— Start of Extracted material —
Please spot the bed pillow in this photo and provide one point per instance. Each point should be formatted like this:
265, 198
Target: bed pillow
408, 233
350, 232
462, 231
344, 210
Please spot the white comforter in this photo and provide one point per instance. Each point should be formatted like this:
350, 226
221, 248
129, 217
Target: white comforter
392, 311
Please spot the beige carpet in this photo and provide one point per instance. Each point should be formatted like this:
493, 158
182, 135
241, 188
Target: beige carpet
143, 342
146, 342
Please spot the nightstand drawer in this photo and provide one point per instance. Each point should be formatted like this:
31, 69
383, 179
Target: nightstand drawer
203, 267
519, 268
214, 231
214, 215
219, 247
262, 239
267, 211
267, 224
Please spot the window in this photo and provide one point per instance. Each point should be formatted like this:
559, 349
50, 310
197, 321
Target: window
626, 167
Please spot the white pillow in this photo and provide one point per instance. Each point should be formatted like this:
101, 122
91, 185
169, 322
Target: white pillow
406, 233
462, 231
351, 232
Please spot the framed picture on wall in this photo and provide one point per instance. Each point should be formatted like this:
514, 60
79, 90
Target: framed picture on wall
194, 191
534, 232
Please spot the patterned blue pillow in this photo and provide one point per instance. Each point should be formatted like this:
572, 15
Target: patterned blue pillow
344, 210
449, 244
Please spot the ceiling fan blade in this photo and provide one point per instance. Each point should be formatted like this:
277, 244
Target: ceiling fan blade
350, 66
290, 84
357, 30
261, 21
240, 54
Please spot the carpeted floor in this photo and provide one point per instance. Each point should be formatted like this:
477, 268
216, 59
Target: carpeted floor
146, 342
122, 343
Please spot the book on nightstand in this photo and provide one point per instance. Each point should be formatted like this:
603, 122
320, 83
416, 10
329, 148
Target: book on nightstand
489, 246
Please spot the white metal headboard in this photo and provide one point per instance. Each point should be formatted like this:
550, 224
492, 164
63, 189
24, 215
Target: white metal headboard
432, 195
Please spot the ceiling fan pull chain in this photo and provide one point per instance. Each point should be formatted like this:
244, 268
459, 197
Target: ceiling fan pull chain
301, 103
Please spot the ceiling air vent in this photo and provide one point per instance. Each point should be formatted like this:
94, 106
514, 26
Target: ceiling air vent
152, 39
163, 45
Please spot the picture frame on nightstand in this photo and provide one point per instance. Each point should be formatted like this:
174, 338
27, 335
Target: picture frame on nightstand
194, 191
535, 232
— End of Extracted material —
## Goal
Rewrite the entries from the line containing "Please spot the white metal" through the end of the entries, keeping every line, including the requests and their format samples, unchanged except for the answer coordinates. Multiply each answer coordinate by 2.25 and round to the nearest whole number, rounding halves up.

## Task output
Please spot the white metal headboard in this photo and provide one point per instance. Each point should be formatted like this:
550, 224
492, 164
63, 189
24, 215
Target: white metal headboard
972, 439
Please spot the ceiling fan pull chain in this photo and provide one point per instance. Each point should be formatted like this:
244, 268
459, 197
Target: ceiling fan pull chain
677, 232
Please spot the ceiling air vent in this photo and provide one point per instance. Each point should be formatted like this:
94, 106
514, 26
Target: ceiling air vent
342, 88
367, 101
Please spot the picture frame on nightstand in this photo and provide one point per instance. Each point should be formatted like this:
174, 338
27, 335
Target: picture frame on nightstand
437, 430
1204, 522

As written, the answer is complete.